___ TEXT SHOWN

Nobel prize winning physician Dr. Eric Chivian will speak on the topic of climate change at Polly Hill Arboretum next Wednesday. He has devoted his career to addressing enviromental issues from a medical standpoint.

Nearly 50 years ago, Dr. Eric Chivian was freshly graduated from medical school and working in Washington, D.C. with the public health service. It was 1971 and the future had arrived. As spacecraft traveled beyond Earth, aviation experts worked on new technologies for travel within our atmosphere.

The next frontier for commercial air travel was supersonic transport. Boeing planned to build a fleet to rival the Concorde, the British-French service that would later shuttle the jet set from New York to London in only three and a half hours. It was an ambitious and expensive undertaking. In 1971, Congress’s continued support for the government-funded project came up for debate.

Dr. Thomas Fitzpatrick, Chairman of the Department of Dermatology at Harvard Medical School and Dr. Chivian’s former professor, offered testimony against the project.

“This was before we knew about hydrofluorocarbons that would damage the ozone layer,” Dr. Chivian said, adding that it was 14 years before the discovery of the ozone hole over the Antarctic.

“But he had the understanding that the exhaust from the fleet of these planes would be damaging. And he was the world’s malignant melanoma expert. He testified that if we built these planes, we would damage the ozone layer, and cases of malignant melanomas... would skyrocket in the United States.”

______

PARTS OF THE EXERCISE:
(A) In the article on Dr. Eric Chivian, what position did Dr. Thomas Fitzpatrick hold?
(B) Please extend the article on Dr. Eric Chivian, picking up right after its last sentence.
The data after the article on Dr. Eric Chivian aren't needed for any of this.

___ DATA EXTRACTS

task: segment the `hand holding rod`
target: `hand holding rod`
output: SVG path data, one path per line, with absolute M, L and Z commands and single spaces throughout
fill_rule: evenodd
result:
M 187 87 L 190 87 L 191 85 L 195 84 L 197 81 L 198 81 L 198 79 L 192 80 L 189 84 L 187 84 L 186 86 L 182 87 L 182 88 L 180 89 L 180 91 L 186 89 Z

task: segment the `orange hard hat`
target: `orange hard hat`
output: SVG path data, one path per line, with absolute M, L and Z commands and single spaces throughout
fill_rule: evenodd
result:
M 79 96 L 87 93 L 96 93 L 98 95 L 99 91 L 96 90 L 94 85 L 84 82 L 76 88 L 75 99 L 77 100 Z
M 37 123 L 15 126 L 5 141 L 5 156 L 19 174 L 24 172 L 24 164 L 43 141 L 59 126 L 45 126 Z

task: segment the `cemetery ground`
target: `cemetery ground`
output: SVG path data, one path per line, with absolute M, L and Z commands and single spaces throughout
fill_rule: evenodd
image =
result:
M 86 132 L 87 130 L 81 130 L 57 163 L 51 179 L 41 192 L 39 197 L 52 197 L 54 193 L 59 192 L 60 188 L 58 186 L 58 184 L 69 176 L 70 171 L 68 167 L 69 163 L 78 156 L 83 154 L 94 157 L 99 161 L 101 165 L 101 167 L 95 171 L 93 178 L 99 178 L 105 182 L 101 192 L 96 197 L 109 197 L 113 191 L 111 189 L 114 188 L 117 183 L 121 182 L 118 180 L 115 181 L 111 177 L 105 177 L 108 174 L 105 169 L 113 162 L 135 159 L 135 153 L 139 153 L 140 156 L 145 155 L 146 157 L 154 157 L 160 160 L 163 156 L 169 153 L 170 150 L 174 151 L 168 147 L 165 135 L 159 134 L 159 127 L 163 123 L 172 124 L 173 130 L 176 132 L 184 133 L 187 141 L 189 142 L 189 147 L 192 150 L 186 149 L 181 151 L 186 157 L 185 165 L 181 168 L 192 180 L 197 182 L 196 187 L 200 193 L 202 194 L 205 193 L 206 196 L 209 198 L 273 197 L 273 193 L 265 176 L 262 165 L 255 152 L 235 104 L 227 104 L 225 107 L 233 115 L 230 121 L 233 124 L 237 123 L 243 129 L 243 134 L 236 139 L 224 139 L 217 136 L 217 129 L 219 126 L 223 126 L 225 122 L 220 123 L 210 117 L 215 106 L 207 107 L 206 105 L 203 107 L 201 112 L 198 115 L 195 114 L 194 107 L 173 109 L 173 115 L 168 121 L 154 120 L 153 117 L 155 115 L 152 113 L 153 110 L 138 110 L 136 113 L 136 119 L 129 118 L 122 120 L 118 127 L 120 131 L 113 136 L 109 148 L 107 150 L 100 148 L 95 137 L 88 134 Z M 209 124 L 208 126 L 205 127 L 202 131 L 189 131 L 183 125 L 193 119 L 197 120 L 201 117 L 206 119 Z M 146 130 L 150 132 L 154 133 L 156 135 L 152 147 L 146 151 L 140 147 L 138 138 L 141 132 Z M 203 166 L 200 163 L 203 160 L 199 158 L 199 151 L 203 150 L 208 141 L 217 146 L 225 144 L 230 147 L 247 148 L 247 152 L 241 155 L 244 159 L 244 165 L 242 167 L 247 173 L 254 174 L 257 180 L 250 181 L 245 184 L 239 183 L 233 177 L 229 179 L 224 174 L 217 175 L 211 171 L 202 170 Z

______

PER-TASK ANSWERS:
(A) Chairman of the Department of Dermatology at Harvard Medical School.

(B)
Dr. Chivian continued: “He was the expert, and that was essentially the end of the SST program, that testimony.”

“I knew Tom, and the idea that a physician could turn around a program that was so important to U.S. national pride and would make billions, if not hundreds of billions of dollars for Boeing and other airline manufacturers and submanufacturers, was so compelling to me that I realized that physicians in some ways were the most important people in protecting the environment.”

Following this example, Dr. Chivian co-founded International Physicians for the Prevention of Nuclear War in 1980. Five years later it won the Nobel Peace Prize.

Since the end of the Cold War, he turned his attention to global climate change or what he calls “Armageddon in slow motion.”

“Issues like climate change or the loss of biological diversity are so abstract and hard for people to understand or even to think about,” he said. “They’re so complicated scientifically... and they’re also hard to think about because they are frightening and unpleasant. Providing a medical perspective makes these issues more concrete, it makes them personal, and it discusses them in everyday language.”

One example Dr. Chivian will highlight in his upcoming lecture is forest fragmentation and the attendant loss of biodiversity, which has led to increased rates of tick-borne illness in humans.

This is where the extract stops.